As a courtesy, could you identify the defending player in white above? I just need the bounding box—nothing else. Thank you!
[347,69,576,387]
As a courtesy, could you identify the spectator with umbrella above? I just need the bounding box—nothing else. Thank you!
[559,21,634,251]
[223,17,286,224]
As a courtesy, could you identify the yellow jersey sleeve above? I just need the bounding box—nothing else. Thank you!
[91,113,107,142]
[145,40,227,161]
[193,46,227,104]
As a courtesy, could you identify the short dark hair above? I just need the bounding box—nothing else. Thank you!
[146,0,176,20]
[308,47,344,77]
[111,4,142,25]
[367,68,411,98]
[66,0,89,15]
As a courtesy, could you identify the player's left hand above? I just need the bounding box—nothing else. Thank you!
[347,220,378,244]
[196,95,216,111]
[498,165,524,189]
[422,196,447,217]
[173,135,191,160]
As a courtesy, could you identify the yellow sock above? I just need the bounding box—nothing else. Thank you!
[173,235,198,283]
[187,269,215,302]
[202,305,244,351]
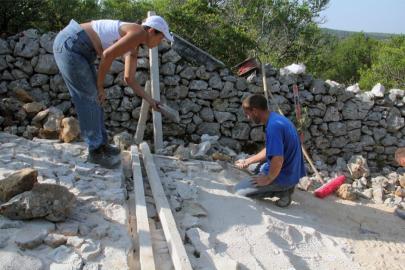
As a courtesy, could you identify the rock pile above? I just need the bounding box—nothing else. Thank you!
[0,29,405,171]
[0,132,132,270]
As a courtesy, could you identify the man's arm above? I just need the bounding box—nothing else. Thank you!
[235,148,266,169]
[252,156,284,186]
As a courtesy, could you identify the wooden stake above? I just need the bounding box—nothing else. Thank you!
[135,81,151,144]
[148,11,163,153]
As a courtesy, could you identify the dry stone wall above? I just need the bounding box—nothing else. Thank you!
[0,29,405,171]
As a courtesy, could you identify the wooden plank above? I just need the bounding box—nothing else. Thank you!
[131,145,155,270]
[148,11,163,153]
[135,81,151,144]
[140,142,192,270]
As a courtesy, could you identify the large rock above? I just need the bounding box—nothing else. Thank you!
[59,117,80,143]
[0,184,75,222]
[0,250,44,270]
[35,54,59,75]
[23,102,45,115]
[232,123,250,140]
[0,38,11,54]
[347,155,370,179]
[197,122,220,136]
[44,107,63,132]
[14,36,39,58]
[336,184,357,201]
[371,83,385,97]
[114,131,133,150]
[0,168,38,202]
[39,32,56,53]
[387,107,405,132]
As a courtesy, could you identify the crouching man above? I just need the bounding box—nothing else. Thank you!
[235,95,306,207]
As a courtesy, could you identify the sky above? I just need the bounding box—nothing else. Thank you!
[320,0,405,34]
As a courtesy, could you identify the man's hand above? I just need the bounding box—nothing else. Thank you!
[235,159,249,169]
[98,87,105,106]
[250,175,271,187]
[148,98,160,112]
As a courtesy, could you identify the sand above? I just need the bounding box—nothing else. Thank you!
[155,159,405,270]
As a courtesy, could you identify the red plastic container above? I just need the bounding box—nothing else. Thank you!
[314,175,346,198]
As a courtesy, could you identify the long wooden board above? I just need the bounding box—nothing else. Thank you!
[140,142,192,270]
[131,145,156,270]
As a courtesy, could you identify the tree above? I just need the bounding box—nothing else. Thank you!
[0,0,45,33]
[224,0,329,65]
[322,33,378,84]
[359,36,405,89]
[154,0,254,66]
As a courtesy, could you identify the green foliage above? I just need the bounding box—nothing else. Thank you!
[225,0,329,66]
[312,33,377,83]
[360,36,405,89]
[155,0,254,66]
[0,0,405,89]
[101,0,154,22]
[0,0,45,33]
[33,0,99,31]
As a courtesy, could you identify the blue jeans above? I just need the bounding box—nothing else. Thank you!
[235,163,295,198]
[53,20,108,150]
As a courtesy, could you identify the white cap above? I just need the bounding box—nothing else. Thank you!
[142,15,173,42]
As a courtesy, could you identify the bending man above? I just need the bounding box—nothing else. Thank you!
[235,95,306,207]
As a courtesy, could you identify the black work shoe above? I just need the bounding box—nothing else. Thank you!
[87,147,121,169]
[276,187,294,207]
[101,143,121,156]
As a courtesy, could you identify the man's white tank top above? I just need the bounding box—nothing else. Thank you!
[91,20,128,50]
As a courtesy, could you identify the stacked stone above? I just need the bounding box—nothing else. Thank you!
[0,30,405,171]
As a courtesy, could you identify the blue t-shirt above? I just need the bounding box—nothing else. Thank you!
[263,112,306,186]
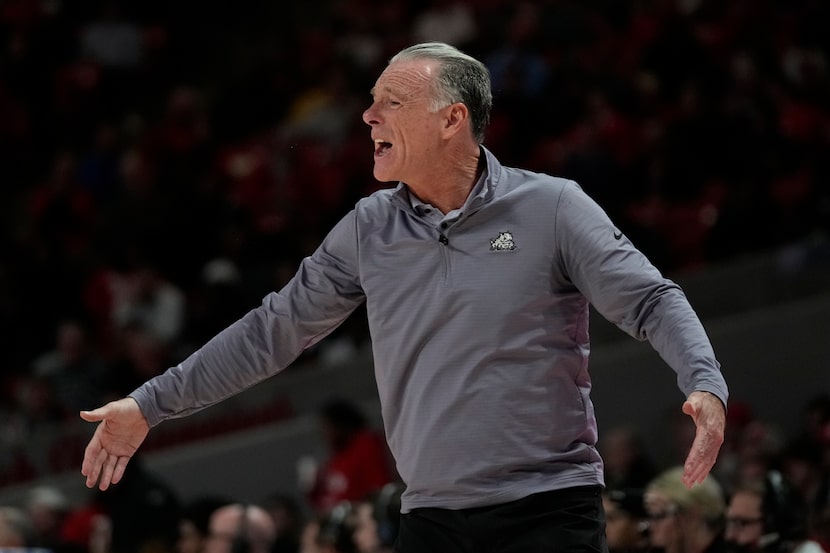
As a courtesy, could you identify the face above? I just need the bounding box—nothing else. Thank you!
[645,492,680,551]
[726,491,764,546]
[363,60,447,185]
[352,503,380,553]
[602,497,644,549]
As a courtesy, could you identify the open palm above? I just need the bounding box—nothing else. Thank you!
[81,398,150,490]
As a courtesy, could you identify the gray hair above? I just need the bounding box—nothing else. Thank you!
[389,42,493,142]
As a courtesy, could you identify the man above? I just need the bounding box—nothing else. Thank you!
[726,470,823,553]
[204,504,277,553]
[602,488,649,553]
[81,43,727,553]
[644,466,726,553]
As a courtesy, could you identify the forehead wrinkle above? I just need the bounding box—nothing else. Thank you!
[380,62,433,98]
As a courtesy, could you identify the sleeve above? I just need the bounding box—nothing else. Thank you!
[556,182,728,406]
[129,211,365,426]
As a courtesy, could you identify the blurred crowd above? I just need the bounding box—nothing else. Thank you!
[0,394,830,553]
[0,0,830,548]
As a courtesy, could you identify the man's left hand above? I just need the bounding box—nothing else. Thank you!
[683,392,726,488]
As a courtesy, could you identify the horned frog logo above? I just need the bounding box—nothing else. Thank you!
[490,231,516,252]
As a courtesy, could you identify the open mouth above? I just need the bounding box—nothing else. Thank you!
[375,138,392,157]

----

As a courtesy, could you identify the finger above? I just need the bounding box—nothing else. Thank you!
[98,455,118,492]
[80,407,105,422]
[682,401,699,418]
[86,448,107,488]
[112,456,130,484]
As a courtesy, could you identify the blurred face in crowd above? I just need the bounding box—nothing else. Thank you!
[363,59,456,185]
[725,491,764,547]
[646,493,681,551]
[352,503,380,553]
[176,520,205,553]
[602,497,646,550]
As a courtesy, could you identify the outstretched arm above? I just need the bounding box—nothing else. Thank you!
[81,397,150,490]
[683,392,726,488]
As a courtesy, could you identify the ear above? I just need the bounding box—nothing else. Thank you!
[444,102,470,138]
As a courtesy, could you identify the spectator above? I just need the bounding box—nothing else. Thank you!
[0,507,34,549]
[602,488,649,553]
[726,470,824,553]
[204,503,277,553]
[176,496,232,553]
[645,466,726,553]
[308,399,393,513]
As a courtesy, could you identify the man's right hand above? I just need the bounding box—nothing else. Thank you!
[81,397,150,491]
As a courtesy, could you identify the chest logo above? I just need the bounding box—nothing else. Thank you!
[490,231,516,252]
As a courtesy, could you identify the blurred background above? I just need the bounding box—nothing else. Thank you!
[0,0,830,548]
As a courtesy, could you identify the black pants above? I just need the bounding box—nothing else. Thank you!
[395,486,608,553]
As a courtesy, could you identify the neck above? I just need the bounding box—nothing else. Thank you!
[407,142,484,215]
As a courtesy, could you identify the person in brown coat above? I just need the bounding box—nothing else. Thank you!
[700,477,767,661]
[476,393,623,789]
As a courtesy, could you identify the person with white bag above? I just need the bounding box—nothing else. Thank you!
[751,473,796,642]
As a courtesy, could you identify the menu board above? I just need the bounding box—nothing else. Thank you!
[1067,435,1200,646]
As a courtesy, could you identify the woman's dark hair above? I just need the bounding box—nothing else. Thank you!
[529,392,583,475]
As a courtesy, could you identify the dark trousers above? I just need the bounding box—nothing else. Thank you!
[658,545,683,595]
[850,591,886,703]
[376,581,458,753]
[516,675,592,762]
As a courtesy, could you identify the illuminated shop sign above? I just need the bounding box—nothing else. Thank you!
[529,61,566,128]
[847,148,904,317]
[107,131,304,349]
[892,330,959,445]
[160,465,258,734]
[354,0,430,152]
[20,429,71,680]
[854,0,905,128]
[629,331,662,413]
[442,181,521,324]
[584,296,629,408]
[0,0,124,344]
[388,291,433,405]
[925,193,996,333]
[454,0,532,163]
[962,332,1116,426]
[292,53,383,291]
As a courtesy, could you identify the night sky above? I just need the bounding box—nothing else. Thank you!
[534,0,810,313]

----

### Stated problem:
Report every line in the entries above that contains the word "with". Copy each such line in full.

### Result for this exercise:
As a courtesy, could you identify the spectator with umbrella above? I just need the bounding box—nothing else. Thank you!
As a courtesy, could you identify the person with white bag above? I just need the bounding box—nothing else. Thank you!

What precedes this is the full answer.